→ Aim of the exercise
Go through the entries below and return every line that contains "stem".

[Text-to-region grounding data]

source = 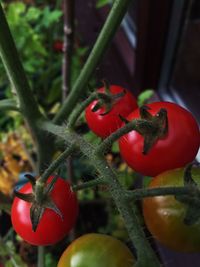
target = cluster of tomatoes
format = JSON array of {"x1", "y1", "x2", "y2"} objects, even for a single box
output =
[
  {"x1": 9, "y1": 85, "x2": 200, "y2": 266},
  {"x1": 85, "y1": 84, "x2": 200, "y2": 253}
]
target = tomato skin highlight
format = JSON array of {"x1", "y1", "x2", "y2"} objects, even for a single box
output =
[
  {"x1": 143, "y1": 168, "x2": 200, "y2": 252},
  {"x1": 119, "y1": 102, "x2": 200, "y2": 176},
  {"x1": 85, "y1": 85, "x2": 138, "y2": 138},
  {"x1": 57, "y1": 233, "x2": 135, "y2": 267},
  {"x1": 11, "y1": 176, "x2": 78, "y2": 246}
]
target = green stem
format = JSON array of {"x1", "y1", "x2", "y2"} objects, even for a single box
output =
[
  {"x1": 72, "y1": 177, "x2": 107, "y2": 191},
  {"x1": 126, "y1": 186, "x2": 191, "y2": 200},
  {"x1": 0, "y1": 99, "x2": 20, "y2": 112},
  {"x1": 0, "y1": 4, "x2": 54, "y2": 173},
  {"x1": 53, "y1": 0, "x2": 132, "y2": 124},
  {"x1": 67, "y1": 92, "x2": 98, "y2": 128},
  {"x1": 38, "y1": 246, "x2": 45, "y2": 267},
  {"x1": 39, "y1": 145, "x2": 76, "y2": 184},
  {"x1": 0, "y1": 4, "x2": 42, "y2": 126},
  {"x1": 95, "y1": 119, "x2": 143, "y2": 154},
  {"x1": 42, "y1": 122, "x2": 161, "y2": 267}
]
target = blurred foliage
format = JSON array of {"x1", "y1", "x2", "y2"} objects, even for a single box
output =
[
  {"x1": 96, "y1": 0, "x2": 114, "y2": 8},
  {"x1": 0, "y1": 0, "x2": 150, "y2": 265},
  {"x1": 45, "y1": 253, "x2": 57, "y2": 267},
  {"x1": 0, "y1": 239, "x2": 27, "y2": 267},
  {"x1": 0, "y1": 132, "x2": 33, "y2": 195},
  {"x1": 0, "y1": 1, "x2": 89, "y2": 124}
]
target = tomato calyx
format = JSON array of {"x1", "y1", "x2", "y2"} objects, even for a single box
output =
[
  {"x1": 14, "y1": 174, "x2": 63, "y2": 232},
  {"x1": 176, "y1": 163, "x2": 200, "y2": 226},
  {"x1": 121, "y1": 105, "x2": 168, "y2": 154},
  {"x1": 92, "y1": 84, "x2": 126, "y2": 116}
]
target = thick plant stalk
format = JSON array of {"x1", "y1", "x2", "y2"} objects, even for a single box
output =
[
  {"x1": 53, "y1": 0, "x2": 132, "y2": 124},
  {"x1": 0, "y1": 3, "x2": 54, "y2": 173},
  {"x1": 0, "y1": 5, "x2": 42, "y2": 124},
  {"x1": 62, "y1": 0, "x2": 75, "y2": 97},
  {"x1": 41, "y1": 121, "x2": 162, "y2": 267},
  {"x1": 62, "y1": 1, "x2": 76, "y2": 241},
  {"x1": 62, "y1": 0, "x2": 76, "y2": 184}
]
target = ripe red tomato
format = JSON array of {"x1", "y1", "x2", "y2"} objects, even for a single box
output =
[
  {"x1": 85, "y1": 85, "x2": 138, "y2": 138},
  {"x1": 119, "y1": 102, "x2": 200, "y2": 176},
  {"x1": 11, "y1": 176, "x2": 78, "y2": 246},
  {"x1": 53, "y1": 40, "x2": 63, "y2": 52},
  {"x1": 143, "y1": 167, "x2": 200, "y2": 252},
  {"x1": 57, "y1": 233, "x2": 135, "y2": 267}
]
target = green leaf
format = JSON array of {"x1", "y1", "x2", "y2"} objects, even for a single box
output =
[
  {"x1": 137, "y1": 89, "x2": 154, "y2": 106},
  {"x1": 26, "y1": 6, "x2": 42, "y2": 21},
  {"x1": 40, "y1": 7, "x2": 62, "y2": 28},
  {"x1": 45, "y1": 253, "x2": 57, "y2": 267},
  {"x1": 6, "y1": 2, "x2": 26, "y2": 23}
]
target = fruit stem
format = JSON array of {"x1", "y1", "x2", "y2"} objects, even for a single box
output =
[
  {"x1": 67, "y1": 92, "x2": 98, "y2": 129},
  {"x1": 39, "y1": 145, "x2": 76, "y2": 184}
]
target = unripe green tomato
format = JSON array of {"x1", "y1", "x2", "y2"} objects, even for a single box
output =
[{"x1": 57, "y1": 233, "x2": 135, "y2": 267}]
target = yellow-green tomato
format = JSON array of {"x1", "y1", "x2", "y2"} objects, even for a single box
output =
[
  {"x1": 143, "y1": 167, "x2": 200, "y2": 252},
  {"x1": 57, "y1": 233, "x2": 135, "y2": 267}
]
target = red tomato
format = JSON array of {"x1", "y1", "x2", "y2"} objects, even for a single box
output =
[
  {"x1": 119, "y1": 102, "x2": 200, "y2": 176},
  {"x1": 143, "y1": 167, "x2": 200, "y2": 252},
  {"x1": 53, "y1": 40, "x2": 63, "y2": 52},
  {"x1": 85, "y1": 85, "x2": 138, "y2": 138},
  {"x1": 11, "y1": 176, "x2": 78, "y2": 246},
  {"x1": 57, "y1": 233, "x2": 135, "y2": 267}
]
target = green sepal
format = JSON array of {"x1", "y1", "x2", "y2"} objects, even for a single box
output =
[
  {"x1": 92, "y1": 86, "x2": 126, "y2": 116},
  {"x1": 30, "y1": 202, "x2": 45, "y2": 232},
  {"x1": 175, "y1": 163, "x2": 200, "y2": 225},
  {"x1": 136, "y1": 106, "x2": 168, "y2": 154},
  {"x1": 14, "y1": 190, "x2": 34, "y2": 203},
  {"x1": 139, "y1": 105, "x2": 153, "y2": 120},
  {"x1": 183, "y1": 163, "x2": 198, "y2": 187},
  {"x1": 30, "y1": 196, "x2": 63, "y2": 232},
  {"x1": 15, "y1": 174, "x2": 63, "y2": 232},
  {"x1": 102, "y1": 79, "x2": 110, "y2": 95},
  {"x1": 24, "y1": 173, "x2": 36, "y2": 187},
  {"x1": 44, "y1": 174, "x2": 59, "y2": 195},
  {"x1": 92, "y1": 100, "x2": 104, "y2": 112},
  {"x1": 118, "y1": 114, "x2": 129, "y2": 124},
  {"x1": 175, "y1": 193, "x2": 200, "y2": 225},
  {"x1": 184, "y1": 202, "x2": 200, "y2": 225}
]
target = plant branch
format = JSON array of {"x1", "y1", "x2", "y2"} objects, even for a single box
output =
[
  {"x1": 95, "y1": 118, "x2": 143, "y2": 154},
  {"x1": 67, "y1": 92, "x2": 98, "y2": 128},
  {"x1": 125, "y1": 186, "x2": 193, "y2": 200},
  {"x1": 53, "y1": 0, "x2": 132, "y2": 124},
  {"x1": 0, "y1": 99, "x2": 20, "y2": 112},
  {"x1": 72, "y1": 177, "x2": 108, "y2": 191},
  {"x1": 41, "y1": 121, "x2": 161, "y2": 267},
  {"x1": 0, "y1": 4, "x2": 43, "y2": 125},
  {"x1": 62, "y1": 0, "x2": 75, "y2": 97},
  {"x1": 38, "y1": 145, "x2": 76, "y2": 185},
  {"x1": 0, "y1": 4, "x2": 55, "y2": 173}
]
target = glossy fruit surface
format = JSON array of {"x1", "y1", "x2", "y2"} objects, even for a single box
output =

→ Result of the exercise
target = green stem
target = fruit stem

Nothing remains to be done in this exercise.